Data for this exercise:
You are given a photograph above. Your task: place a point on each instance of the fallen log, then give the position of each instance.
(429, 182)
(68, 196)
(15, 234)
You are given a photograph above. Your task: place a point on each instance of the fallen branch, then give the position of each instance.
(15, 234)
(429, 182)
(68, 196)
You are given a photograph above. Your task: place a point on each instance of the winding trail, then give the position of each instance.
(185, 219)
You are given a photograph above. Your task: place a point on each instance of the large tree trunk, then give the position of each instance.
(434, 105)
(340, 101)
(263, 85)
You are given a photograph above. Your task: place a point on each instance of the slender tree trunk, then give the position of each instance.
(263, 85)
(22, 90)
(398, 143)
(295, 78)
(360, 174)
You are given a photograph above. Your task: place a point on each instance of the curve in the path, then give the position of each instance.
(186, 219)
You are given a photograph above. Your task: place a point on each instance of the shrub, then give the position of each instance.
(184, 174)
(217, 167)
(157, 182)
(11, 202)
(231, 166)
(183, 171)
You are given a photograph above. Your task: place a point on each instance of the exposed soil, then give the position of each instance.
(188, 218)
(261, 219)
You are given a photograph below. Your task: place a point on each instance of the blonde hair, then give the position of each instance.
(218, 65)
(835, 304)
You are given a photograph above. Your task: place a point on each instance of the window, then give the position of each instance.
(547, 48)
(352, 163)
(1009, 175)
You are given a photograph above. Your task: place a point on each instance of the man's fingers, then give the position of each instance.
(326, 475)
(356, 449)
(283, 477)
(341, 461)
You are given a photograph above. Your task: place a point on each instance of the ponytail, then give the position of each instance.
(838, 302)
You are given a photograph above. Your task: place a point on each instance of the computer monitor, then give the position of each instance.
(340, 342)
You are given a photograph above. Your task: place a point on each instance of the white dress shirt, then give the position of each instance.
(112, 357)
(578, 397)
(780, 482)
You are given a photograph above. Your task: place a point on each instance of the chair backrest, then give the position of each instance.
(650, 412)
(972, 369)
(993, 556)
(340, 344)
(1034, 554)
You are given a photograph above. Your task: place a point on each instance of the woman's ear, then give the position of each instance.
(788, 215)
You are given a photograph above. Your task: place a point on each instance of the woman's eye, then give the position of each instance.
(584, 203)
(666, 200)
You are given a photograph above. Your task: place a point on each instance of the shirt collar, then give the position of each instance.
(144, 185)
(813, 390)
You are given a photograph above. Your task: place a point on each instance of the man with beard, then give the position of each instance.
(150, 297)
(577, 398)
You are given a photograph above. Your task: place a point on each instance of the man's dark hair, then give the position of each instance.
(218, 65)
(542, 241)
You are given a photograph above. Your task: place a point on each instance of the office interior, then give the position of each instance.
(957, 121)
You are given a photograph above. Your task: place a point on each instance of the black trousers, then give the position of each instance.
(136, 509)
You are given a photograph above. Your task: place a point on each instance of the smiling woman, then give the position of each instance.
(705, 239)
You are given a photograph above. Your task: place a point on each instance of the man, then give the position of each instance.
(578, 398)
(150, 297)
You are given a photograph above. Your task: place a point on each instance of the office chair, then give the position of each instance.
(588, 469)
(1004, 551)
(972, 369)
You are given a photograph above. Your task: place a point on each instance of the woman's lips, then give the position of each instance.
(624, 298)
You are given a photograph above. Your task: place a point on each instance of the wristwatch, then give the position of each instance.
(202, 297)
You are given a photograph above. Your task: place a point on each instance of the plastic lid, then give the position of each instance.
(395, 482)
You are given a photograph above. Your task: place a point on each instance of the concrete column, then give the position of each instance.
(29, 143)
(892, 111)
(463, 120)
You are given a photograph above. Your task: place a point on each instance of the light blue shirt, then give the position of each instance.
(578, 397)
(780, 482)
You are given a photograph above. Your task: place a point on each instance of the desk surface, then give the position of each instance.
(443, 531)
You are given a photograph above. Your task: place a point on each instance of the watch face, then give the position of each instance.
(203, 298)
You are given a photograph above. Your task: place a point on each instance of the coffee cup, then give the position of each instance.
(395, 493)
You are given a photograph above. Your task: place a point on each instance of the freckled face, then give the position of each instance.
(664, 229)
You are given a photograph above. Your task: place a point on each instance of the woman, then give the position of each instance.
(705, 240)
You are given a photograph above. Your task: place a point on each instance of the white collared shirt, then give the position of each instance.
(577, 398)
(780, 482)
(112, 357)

How to complete this task:
The complete data is to be transcribed verbatim.

Answer space:
You are given a photograph above. Your task: place a point on each instance of the fallen log, then give the position of each instance.
(429, 182)
(68, 196)
(15, 234)
You are given a photograph above. Your task: place a point on each instance of the fallen branch, then give the position of each instance.
(15, 234)
(429, 182)
(68, 196)
You are given a photograph above. Your task: place a point on each instance of the winding trail, then give the position of each instance.
(185, 219)
You are given a photograph above. Your task: place a point on each instance of the large tree trunk, then give the position of each instance.
(434, 105)
(340, 101)
(263, 85)
You are given a photograph above. Your task: place a point on each instance of the slender tree trunk, then give the position of each instance.
(263, 85)
(22, 90)
(398, 143)
(295, 78)
(360, 174)
You are given a photograph above. Your task: place a point on each instance of the curve in the path, then give the position of each instance.
(186, 219)
You are given a photograph above. Your task: place a point on each instance of the shrub, then give the position of each instance.
(184, 174)
(217, 167)
(157, 182)
(11, 202)
(231, 166)
(183, 171)
You are given a photograph above. Your task: place a point on each instance of the exposed soil, then give the position of each instance.
(188, 218)
(261, 219)
You are given a photograph below. Your task: place a point on each instance of the blonde hair, then give the position of each instance.
(218, 65)
(835, 304)
You are given a photograph above. Your task: place a point on each instance of the window, then give the position of each instance.
(547, 48)
(352, 163)
(1009, 175)
You are given a photograph above. Your task: place a point on each instance of the man's fingers, then give the position of each instance.
(326, 475)
(356, 449)
(283, 477)
(341, 461)
You are given a photograph above. Your task: place a point on each instance of the ponytail, then give the position of each instance.
(838, 302)
You are given a photograph above. Your task: place a point on each instance of the computer monitor, then give the position of each instance.
(340, 342)
You are given a photograph above. Your task: place a point on each instance of the white dress shirt, then give the position of each instance.
(112, 357)
(578, 397)
(780, 482)
You are given a photograph above. Your task: place a point on each instance of the chair backrest, then give the position of each instance.
(650, 412)
(972, 369)
(993, 556)
(340, 344)
(1034, 554)
You are given a photograph above. Your task: place a point on each instance of the woman's ear, then give the position of each instance.
(788, 215)
You are given a photograph above. Your task: place a point on each instance of the woman's eye, then give the position of each instance.
(584, 203)
(666, 200)
You are given a photograph above. Your task: place a point on each instance of the shirt collar, then give the position of each instance.
(144, 185)
(813, 390)
You are given a photograph above. Your task: place a point on each instance of the man with beard, then give the position of each instance.
(150, 297)
(577, 398)
You are given a photograph above. Your task: place a point on each instance of the man's dark hair, then give the position of each instance.
(218, 65)
(542, 241)
You are given a photograph above. Your task: place a point on each instance of the office interior, then give the position of each instance.
(957, 121)
You are given a photograph above. Your task: place a point on each instance of the black trousers, then give the position of each instance.
(136, 509)
You are given a photograph above. Your task: place a point on each instance of the smiling woman, then give the position of each instance.
(705, 239)
You are given a photograph above. Your task: place a point on each instance of the man, then give the position of each instance.
(578, 398)
(150, 297)
You are given a photograph above. Your task: place a point on each instance of the office chair, then give the position of each instance.
(588, 469)
(1004, 551)
(972, 369)
You are given a photograph above. Your task: place a point on each instance of the woman's lips, then give the position of each instance.
(624, 298)
You are given a photograph above. Your task: place a point on each instance of the wristwatch, then give the position of each instance.
(202, 297)
You are given a photograph above. Your task: place a point on each instance of the plastic lid, then give the position of each instance.
(395, 482)
You are given a photograph above. Your task: place a point on each instance of the concrete column, then give the position of each instance.
(29, 143)
(892, 111)
(463, 120)
You are given a photograph above. Your task: place a point on each instance of the light blue shirt, then give the position of each instance.
(578, 397)
(780, 482)
You are given a photograph above. Your task: place a point on each instance of the desk surface, then give the position of each instance.
(443, 531)
You are given a photograph above. Your task: place a point on each instance of the watch face, then give the position of each instance.
(203, 298)
You are given a photograph above. Your task: place a point on each instance of the coffee cup, then give the position of each instance.
(395, 493)
You are given a photograph above. Your task: place a point on each instance of the freckled face, then give the position of each instance.
(664, 229)
You are given a photograph above. Your task: place a point on each instance of the woman, then give the position of each instance.
(705, 240)
You are given a photograph above. Your task: place a point on each instance of the white collared shirt, then give the position of each instance.
(577, 398)
(780, 482)
(112, 357)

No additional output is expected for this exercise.